SELECTED TEXT:
·····
Using fields, functions, and expressions
Along with actions, fields and expressions are the building blocks of firewall rules. These two elements work together when defining the criteria to use when a firewall rule is matched.
Fields
When CIS receives an HTTP request, it is examined and a table of fields is produced to match against. This field table exists for as long as the current request is being processed. Think of it as a table that holds the request properties to be matched against expressions.
Each field value can be sourced from different places, such as:
- Primitive properties, obtained directly from the traffic – for example,
http.request.uri.path
. - Derived values, resulting from a transformation, composition, or basic operation – for example, making the value of
http.request.uri.path
all lowercase and available as a field of another field. - Computer values, resulting from a lookup, computation, or other intelligence – for example, a
cf.threat_score
calculated dynamically by a machine learning process that inspects related primitive and derived values.
·····
GIVEN DATA:
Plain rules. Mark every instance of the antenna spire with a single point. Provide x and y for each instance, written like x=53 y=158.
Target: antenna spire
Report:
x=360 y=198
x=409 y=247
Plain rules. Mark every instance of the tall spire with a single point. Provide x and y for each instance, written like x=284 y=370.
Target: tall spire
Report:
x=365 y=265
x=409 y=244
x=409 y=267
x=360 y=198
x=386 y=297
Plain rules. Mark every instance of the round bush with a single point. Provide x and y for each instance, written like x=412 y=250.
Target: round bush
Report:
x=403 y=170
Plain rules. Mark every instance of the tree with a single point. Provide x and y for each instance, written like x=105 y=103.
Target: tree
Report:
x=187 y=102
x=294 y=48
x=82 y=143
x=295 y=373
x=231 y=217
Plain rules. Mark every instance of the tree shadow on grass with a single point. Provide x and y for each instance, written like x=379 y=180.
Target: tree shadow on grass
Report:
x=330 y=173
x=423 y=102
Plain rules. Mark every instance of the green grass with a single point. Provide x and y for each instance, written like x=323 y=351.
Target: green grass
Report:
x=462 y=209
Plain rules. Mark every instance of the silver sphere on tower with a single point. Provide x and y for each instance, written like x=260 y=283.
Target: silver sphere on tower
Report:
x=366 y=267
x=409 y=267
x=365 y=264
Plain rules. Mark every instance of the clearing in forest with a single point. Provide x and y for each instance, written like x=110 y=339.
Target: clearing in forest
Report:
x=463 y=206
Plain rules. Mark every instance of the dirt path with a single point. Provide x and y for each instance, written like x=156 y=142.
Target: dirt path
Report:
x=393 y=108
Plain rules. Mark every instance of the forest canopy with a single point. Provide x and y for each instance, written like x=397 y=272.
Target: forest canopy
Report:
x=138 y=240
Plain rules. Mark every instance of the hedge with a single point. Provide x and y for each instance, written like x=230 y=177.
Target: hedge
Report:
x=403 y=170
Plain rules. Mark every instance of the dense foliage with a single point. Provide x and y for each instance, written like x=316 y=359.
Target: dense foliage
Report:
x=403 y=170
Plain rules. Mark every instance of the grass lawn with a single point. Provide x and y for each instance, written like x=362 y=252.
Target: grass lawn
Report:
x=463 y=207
·····
WORK TO COMPLETE:
1. Retype the passage on firewall rule fields, starting at "Using fields, functions, and" and ending at "matched against expressions.".
2. In the passage on firewall rule fields, how long does the table of fields exist?
The listing comes from a separate source.

SOLUTIONS IN ORDER:
1.
Using fields, functions, and expressions
Along with actions, fields and expressions are the building blocks of firewall rules. These two elements work together when defining the criteria to use when a firewall rule is matched.
Fields
When CIS receives an HTTP request, it is examined and a table of fields is produced to match against. This field table exists for as long as the current request is being processed. Think of it as a table that holds the request properties to be matched against expressions.

2. It exists for as long as the current request is being processed.